## TUGAS
Jawab tiga pertanyaan berikut berdasarkan kutipan di bawah.
1. Tanggal berapa tertera pada kutipan?
2. Kota tetangga mana yang disebut sebagai tempat aktivitas penulis?
3. Siapa Wak Breng menurut kutipan?

## KUTIPAN
------------------------------------------------
Rabu, 31 Mei 2017

Mumpung


Uforia awal bulan ramadhan di dusunku memang tak semeriah malam tahun baru kemarin. Itulah dusunku, dimana kesederhanaan yang kadang terlupakan oleh segala aktivitasku di kota tetangga (Mojokerto). Ini bukan nostalgia tentang dusun dan segala dinamikannya. Ini cukup kusebut instropeksi, disaat banyak orang memilih saling menasehati orang lain hingga melupakan dirinya sendiri, ditengah dikotomi antara kelakuan yang ‘masih’ buruk dan ucapan yang ‘sungguh’ mulia serta bijaksana. Kadang aku menemukan jurang yang dijembatani pemakluman dan toleransi, bahwa tak semua manusia mampu menjalani apa yang mereka sendiri ucapkan, begitupula sebaliknya.

“saiki akeh uwong seng apik omonge tapi lakune elek, onok yoan seng lakune apik sampek gak onok omonge terus kurang toleran karo liyane.” Ujar Wak Breng, salah seorang ustad di dusunku yang juga bapak angkat serta guru ngajiku hingga kini.

“ojok ditiru kelakuane, di rungokno omongane ae” ujar seorang guru yang enggan disebut namanya.
------------------------------------------------
## BAHAN TERSEDIA
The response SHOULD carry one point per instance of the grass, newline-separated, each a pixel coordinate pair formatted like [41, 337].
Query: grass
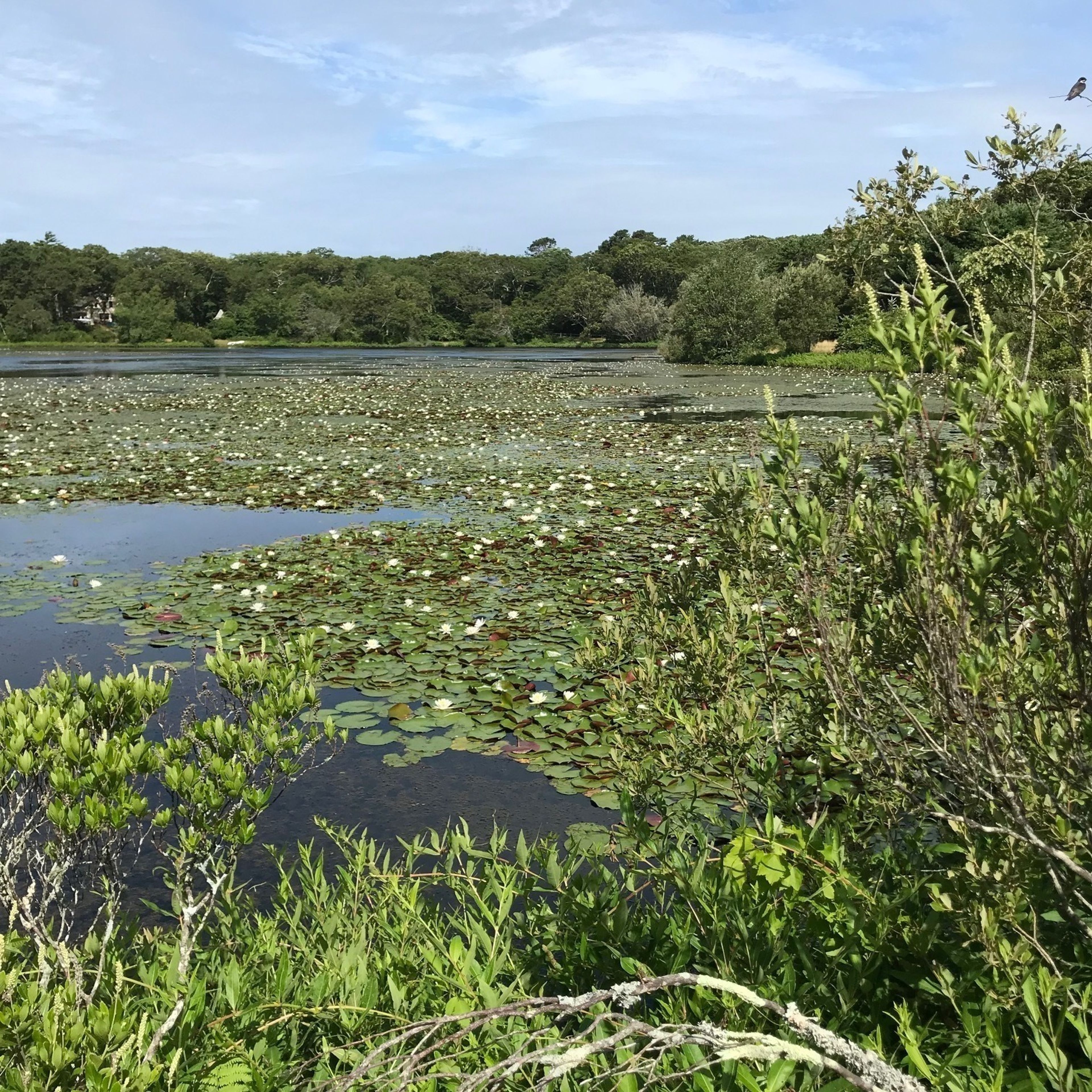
------------------------------------------------
## JAWABAN
1. Rabu, 31 Mei 2017.
2. Mojokerto.
3. Salah seorang ustad di dusun penulis, yang juga bapak angkat serta guru ngaji penulis hingga kini.